Извлечённый текст:
◆ ◆ ◆ ◆

Дети уже уклались, а мы сидим у костра, прекрасно понимая и чувствуя, что сил осталось совсем уж мало, что пора на боковую, но... заторможенно пялимся в костер и молчим.
Видимо, именно в такие минуты и происходит слияние душ с расположившейся над миром вечностью...
РЕСТОРАН НА ВОДЕ
Завал шел за завалом, обнос шел за обносом, мели, коряги и булыганы все так же старались "держать и не пущать", но все это было уже каким-то привычным и как бы упорядоченным, что ли.
Что, завал впереди? Ясно, обносим.
Что там - очередная мель? Понятно, катамаран в зубы и вперед.
Чуть поглубело? Прыгаем на сёдала и гребем.
Что здесь такого - обычная речная работа.
- Смотри, Витя, там дерево в воде!
Наш штурман ни с того, ни с чего, до этого, сверкая линзами, молча возлегавший на "мостике", вдруг зашевелился и не спускал взгляда с лежащей поперек реки кедрой.
Надо же - какая у парня интуиция!
Упавшая кедра - это же орехи! Это же еда, калории, хоть и скромный, но "приварок" к нашему скудному столу!
Ободрали все шишки, что смогли обнаружить как над водой, так и в воде. Вполне весомая торба Наркома обрела свое место среди нашего житейского барахла, и жизнь стала чуть-чуть повеселей. Теперь у каждого в кармане лежала заветная шишечка, от которой каждый отщипывал зернышко, и голод, доселе висевший на душой, был хоть и недалече, но отодвинут. Вначале Нарком решил выдавать каждому по шишке под расписку, но потом понял, что исцарапанный язык сам вносит свои коррективы в пожирание таежного плода, и оступился - ешьте, чтоб вам ни скорлупки, ни зернышка!
И все - это было уже кое-что! Этот нечаянный и негаданный "ресторан на воде" привнес в наше таежное бытие еще один немалый плюс.
Вспоминаю, как один год я возил своих сыновей на Байкал.

◆ ◆ ◆ ◆

Раздел данных:
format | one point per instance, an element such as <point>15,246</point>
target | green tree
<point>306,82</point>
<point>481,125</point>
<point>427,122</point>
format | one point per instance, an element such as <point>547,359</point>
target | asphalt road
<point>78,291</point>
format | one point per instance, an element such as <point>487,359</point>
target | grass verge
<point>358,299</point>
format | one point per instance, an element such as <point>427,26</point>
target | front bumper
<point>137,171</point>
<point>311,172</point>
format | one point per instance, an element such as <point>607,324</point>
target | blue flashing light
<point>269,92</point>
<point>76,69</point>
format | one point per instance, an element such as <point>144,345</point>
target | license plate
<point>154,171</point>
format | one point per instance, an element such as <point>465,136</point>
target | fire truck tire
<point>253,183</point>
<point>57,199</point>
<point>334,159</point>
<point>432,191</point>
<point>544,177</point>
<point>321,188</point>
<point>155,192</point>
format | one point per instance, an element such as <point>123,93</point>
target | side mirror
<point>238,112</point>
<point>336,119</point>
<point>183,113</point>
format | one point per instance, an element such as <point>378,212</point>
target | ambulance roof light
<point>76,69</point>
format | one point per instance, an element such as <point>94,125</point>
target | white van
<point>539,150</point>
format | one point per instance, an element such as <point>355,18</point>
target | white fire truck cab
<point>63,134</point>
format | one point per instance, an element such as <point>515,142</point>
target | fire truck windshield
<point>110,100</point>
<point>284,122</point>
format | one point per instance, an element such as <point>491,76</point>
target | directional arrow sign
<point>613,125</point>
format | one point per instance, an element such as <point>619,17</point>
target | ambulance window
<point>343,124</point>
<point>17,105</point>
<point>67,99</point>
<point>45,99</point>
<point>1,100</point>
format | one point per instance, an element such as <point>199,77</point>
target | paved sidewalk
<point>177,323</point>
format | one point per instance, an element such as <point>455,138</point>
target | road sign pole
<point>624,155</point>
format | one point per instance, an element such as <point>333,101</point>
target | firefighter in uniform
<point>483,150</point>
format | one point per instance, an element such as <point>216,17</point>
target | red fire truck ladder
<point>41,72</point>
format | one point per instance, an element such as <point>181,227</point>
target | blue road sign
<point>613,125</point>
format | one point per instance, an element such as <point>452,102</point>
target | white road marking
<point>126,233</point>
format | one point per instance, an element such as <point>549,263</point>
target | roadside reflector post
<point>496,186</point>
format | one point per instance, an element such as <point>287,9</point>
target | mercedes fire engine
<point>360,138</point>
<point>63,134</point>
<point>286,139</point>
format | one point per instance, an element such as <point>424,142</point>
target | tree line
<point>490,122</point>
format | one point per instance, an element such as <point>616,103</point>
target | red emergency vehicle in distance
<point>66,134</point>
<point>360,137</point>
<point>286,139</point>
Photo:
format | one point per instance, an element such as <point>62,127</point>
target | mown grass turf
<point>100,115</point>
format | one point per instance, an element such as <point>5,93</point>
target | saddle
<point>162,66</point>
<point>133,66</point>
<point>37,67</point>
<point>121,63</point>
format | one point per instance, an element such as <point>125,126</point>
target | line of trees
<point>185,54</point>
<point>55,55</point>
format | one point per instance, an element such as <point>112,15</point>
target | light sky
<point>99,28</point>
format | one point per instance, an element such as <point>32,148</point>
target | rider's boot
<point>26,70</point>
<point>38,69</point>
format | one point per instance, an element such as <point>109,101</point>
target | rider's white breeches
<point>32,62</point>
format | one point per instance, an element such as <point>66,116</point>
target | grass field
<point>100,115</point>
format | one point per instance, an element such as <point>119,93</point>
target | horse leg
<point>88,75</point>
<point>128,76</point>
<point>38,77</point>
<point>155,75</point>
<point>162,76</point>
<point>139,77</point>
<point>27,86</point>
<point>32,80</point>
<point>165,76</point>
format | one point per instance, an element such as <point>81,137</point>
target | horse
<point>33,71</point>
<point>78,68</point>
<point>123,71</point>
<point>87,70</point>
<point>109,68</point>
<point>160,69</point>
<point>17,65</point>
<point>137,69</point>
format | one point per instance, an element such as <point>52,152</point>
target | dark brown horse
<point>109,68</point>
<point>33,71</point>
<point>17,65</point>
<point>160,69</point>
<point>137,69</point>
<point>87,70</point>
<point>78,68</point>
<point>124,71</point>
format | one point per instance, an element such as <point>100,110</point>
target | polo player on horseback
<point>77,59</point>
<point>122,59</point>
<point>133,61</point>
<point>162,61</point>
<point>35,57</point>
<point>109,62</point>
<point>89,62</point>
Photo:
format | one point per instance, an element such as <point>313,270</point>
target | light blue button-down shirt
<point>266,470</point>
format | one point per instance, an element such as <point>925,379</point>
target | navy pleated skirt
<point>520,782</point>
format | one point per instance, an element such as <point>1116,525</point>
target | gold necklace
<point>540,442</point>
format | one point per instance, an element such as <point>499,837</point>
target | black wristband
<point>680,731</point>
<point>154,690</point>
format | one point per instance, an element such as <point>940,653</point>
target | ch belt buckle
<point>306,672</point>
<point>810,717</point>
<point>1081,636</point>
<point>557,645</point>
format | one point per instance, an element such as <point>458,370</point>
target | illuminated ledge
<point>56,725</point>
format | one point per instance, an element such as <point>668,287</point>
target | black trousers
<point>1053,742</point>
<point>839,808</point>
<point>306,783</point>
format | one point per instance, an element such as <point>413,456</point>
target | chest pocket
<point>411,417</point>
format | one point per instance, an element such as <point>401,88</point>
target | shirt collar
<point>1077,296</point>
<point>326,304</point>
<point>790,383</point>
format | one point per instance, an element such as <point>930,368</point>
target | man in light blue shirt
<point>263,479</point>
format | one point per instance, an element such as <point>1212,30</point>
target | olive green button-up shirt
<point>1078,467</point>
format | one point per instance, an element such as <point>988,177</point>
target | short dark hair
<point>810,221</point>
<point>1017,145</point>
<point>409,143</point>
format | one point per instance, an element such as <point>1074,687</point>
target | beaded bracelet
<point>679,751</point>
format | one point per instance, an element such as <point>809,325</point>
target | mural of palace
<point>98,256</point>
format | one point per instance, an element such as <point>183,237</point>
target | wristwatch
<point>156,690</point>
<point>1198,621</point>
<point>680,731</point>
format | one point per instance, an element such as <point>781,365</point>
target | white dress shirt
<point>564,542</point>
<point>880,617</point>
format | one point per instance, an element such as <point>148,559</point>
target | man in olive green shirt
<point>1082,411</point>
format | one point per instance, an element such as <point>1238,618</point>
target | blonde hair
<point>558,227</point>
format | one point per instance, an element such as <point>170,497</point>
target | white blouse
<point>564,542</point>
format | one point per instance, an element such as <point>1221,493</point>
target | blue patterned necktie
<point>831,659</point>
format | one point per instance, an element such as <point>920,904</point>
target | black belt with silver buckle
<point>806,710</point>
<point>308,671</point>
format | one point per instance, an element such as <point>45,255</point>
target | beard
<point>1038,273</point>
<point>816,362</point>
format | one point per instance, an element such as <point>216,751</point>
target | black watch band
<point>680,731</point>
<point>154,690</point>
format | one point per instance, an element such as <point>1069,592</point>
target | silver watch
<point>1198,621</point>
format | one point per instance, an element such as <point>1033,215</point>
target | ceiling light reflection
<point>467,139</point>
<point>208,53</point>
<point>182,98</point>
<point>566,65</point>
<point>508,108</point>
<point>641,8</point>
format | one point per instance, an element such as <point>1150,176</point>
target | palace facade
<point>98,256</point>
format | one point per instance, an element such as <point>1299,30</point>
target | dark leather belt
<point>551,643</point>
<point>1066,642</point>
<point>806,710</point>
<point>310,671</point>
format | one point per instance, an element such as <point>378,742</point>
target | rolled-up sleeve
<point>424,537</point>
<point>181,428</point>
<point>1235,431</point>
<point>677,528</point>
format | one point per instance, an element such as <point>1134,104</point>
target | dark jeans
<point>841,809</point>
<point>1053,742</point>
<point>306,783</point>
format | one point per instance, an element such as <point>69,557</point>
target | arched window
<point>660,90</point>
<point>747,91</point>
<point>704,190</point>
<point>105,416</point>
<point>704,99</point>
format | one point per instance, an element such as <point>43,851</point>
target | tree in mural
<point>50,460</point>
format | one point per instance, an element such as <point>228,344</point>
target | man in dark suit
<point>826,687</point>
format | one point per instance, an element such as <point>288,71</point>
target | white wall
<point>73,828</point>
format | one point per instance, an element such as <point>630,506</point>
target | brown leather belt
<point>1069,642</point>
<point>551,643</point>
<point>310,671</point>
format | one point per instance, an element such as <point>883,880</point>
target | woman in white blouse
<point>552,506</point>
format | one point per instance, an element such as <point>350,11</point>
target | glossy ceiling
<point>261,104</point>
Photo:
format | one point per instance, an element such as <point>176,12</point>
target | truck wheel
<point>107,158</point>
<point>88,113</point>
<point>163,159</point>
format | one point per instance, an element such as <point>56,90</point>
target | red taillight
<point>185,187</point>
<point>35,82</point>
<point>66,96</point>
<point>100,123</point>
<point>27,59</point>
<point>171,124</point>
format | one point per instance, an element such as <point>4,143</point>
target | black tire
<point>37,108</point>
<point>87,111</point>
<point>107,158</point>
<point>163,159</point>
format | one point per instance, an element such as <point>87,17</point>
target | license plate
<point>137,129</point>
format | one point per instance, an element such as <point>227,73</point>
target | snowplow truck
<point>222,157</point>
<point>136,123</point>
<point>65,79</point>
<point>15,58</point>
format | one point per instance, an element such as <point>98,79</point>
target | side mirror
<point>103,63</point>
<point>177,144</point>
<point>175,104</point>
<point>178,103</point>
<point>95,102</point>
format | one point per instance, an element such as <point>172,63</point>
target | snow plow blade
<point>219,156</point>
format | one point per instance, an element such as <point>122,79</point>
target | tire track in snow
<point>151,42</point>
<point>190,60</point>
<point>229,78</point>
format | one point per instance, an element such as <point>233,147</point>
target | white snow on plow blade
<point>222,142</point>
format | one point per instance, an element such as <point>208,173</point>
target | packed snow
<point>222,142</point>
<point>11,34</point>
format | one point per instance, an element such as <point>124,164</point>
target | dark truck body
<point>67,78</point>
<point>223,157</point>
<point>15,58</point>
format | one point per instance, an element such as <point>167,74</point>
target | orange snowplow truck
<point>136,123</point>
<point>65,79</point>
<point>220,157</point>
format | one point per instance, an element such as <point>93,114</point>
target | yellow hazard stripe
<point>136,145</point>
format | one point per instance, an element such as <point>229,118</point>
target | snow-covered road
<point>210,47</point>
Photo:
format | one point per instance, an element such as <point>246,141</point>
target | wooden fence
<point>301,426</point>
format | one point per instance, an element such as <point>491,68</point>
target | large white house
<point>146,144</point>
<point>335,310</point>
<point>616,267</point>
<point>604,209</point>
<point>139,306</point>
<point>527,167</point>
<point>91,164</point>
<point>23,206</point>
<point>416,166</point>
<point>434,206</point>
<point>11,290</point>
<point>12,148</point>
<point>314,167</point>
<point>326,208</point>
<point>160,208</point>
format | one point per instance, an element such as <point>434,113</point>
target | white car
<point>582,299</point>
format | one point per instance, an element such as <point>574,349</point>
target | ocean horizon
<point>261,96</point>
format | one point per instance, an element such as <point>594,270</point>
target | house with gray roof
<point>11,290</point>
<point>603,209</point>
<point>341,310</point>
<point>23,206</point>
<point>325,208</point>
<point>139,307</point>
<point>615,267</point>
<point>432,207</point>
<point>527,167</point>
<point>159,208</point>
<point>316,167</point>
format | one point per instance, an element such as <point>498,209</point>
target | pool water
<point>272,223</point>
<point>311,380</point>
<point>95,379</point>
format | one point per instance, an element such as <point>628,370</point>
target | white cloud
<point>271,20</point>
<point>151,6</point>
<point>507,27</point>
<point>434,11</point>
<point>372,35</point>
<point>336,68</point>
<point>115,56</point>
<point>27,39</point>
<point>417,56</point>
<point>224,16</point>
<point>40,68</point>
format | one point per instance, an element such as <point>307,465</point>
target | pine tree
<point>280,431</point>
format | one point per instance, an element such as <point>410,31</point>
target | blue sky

◆ ◆ ◆ ◆

Письменное задание: Верните весь текст о сплаве по таёжной реке дословно, ничего не меняя. Опирайтесь только на текст, без строк и сторонних сведений.

Ответ к заданию:
Дети уже уклались, а мы сидим у костра, прекрасно понимая и чувствуя, что сил осталось совсем уж мало, что пора на боковую, но... заторможенно пялимся в костер и молчим.
Видимо, именно в такие минуты и происходит слияние душ с расположившейся над миром вечностью...
РЕСТОРАН НА ВОДЕ
Завал шел за завалом, обнос шел за обносом, мели, коряги и булыганы все так же старались "держать и не пущать", но все это было уже каким-то привычным и как бы упорядоченным, что ли.
Что, завал впереди? Ясно, обносим.
Что там - очередная мель? Понятно, катамаран в зубы и вперед.
Чуть поглубело? Прыгаем на сёдала и гребем.
Что здесь такого - обычная речная работа.
- Смотри, Витя, там дерево в воде!
Наш штурман ни с того, ни с чего, до этого, сверкая линзами, молча возлегавший на "мостике", вдруг зашевелился и не спускал взгляда с лежащей поперек реки кедрой.
Надо же - какая у парня интуиция!
Упавшая кедра - это же орехи! Это же еда, калории, хоть и скромный, но "приварок" к нашему скудному столу!
Ободрали все шишки, что смогли обнаружить как над водой, так и в воде. Вполне весомая торба Наркома обрела свое место среди нашего житейского барахла, и жизнь стала чуть-чуть повеселей. Теперь у каждого в кармане лежала заветная шишечка, от которой каждый отщипывал зернышко, и голод, доселе висевший на душой, был хоть и недалече, но отодвинут. Вначале Нарком решил выдавать каждому по шишке под расписку, но потом понял, что исцарапанный язык сам вносит свои коррективы в пожирание таежного плода, и оступился - ешьте, чтоб вам ни скорлупки, ни зернышка!
И все - это было уже кое-что! Этот нечаянный и негаданный "ресторан на воде" привнес в наше таежное бытие еще один немалый плюс.
Вспоминаю, как один год я возил своих сыновей на Байкал.